The Reserve Bank of India on Wednesday surprised markets by raising the key borrowing rate for the first time in nearly four years.

The central bank raised the so-called repo rate — the rate at which the RBI lends to commercial banks — by 40 basis points to 4.4% from a record low of 4%. The monetary policy committee said it will “remain accommodative while focusing on withdrawal of accommodation to ensure that inflation remains within the target going forward, while supporting growth.”

Bhardwaj predicted that inflation won’t ease despite anticipated further rate hikes. She predicted that the central bank could raise a further 100 basis points for the rest of the calendar year.

“Price pressures will persist above 6% through most of the rest of the calendar year,” she told CNBC’s “Street Signs Asia.”

‘Excesses’ from the pandemic

The surprise rate hike was an attempt to curb costs, which have been rising for the past three quarters.

“It is an acknowledgment that the excesses introduced during the pandemic [would] have to be withdrawn much more quickly,” she said, predicting that it was a harbinger of more ratehikes to come.

“[This] will happen much more quickly than anticipated. In the next two to three months, there should be at the very least another hike of 75 basis points,” she said, adding that the pace of the hikes would depend on the trajectory of inflation in the months ahead.

“A 75-point increase is a given. And an additional 25 points is likely,” she said.

The increase in the rate to 4.4% was taken at an unscheduled meeting of a central bank committee responsible for monetary policy. The move was not widely expected.

§ **Tasks to perform**
A: In the passage about the Reserve Bank of India's rate hike, what was the repo rate raised to, and from what level?
B: Continue the passage about the Reserve Bank of India's rate hike, picking up after its final sentence.

§ **Information supplied**
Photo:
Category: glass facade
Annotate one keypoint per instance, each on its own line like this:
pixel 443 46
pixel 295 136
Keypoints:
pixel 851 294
...
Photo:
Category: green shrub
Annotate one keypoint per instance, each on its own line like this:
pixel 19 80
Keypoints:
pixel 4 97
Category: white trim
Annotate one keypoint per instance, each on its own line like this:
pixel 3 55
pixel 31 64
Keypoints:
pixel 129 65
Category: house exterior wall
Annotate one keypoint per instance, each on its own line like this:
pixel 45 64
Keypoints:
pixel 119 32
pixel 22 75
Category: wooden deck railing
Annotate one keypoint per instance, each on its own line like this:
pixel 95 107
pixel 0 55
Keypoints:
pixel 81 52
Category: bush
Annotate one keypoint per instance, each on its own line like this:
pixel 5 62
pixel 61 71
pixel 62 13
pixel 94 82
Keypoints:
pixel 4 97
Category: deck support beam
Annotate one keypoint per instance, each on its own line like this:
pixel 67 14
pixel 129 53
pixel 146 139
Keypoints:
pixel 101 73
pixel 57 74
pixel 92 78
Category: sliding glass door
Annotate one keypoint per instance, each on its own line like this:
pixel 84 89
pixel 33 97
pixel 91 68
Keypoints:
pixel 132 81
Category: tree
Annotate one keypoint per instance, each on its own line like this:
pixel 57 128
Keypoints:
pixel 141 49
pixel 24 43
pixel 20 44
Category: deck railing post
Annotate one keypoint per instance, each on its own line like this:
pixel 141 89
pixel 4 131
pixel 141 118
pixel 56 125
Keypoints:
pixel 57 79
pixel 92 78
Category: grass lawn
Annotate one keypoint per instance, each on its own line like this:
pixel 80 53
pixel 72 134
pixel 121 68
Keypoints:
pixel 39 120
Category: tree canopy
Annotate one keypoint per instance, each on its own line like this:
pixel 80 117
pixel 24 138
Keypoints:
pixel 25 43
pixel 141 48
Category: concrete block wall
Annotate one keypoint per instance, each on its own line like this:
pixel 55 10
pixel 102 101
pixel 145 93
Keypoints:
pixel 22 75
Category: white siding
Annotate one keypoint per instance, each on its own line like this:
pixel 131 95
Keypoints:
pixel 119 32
* * *
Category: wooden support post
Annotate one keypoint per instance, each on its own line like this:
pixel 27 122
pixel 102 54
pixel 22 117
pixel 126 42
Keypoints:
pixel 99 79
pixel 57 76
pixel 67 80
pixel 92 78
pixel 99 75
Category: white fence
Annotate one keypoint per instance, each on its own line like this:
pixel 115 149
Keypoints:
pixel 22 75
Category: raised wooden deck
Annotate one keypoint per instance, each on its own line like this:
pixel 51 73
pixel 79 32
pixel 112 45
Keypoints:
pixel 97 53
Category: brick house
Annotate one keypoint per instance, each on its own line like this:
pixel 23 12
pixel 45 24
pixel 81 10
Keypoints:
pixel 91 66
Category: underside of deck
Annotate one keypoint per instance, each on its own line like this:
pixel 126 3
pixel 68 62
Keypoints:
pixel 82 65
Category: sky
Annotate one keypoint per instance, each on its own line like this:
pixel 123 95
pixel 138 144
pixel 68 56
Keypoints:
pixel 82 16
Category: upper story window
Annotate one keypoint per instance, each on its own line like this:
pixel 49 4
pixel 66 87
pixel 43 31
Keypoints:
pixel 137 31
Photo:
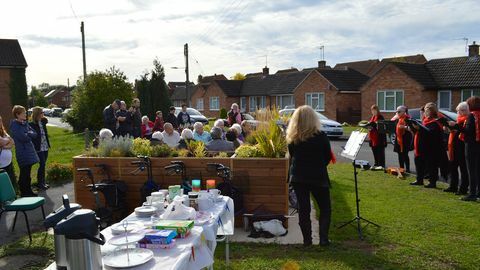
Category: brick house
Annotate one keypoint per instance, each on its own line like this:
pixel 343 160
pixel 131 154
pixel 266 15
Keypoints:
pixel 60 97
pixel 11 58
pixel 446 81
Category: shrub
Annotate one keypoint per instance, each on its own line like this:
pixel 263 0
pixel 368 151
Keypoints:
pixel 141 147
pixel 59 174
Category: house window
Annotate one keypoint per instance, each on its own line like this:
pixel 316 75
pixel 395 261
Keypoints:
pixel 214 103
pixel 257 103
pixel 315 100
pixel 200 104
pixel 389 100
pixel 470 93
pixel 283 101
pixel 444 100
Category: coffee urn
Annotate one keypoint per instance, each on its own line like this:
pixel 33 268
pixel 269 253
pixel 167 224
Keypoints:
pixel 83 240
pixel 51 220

§ **Answers below**
A: It was raised by 40 basis points to 4.4%, up from a record low of 4%.

B:
The repo rate was brought down to a historic low of 4% to support the economy and kept low during the worst of the pandemic.

The economist noted that it was 5.15% at one point before the pandemic, and added that there was likelihood the rate would climb to pre-pandemic levels in the near future. According to RBI records, the repo rate was at 5.15% in October 2019, before the global pandemic hit.

Rising inflation trend

According to Bhardwaj, the rate increase came as the central bank saw the consumer price index continuing to top its 6% target for three consecutive quarters.

“It is this realization that has perhaps prompted early action by the RBI moving in tandem with the rest of the world,” she added.

The RBI also announced a hike in the cash reserve ratio (CRR) by 50 basis points to 4.5% from May 21, requiring banks to deposit more money with the central bank. The moves are aimed atdraining liquidity from the banking system in a bid to tame inflation.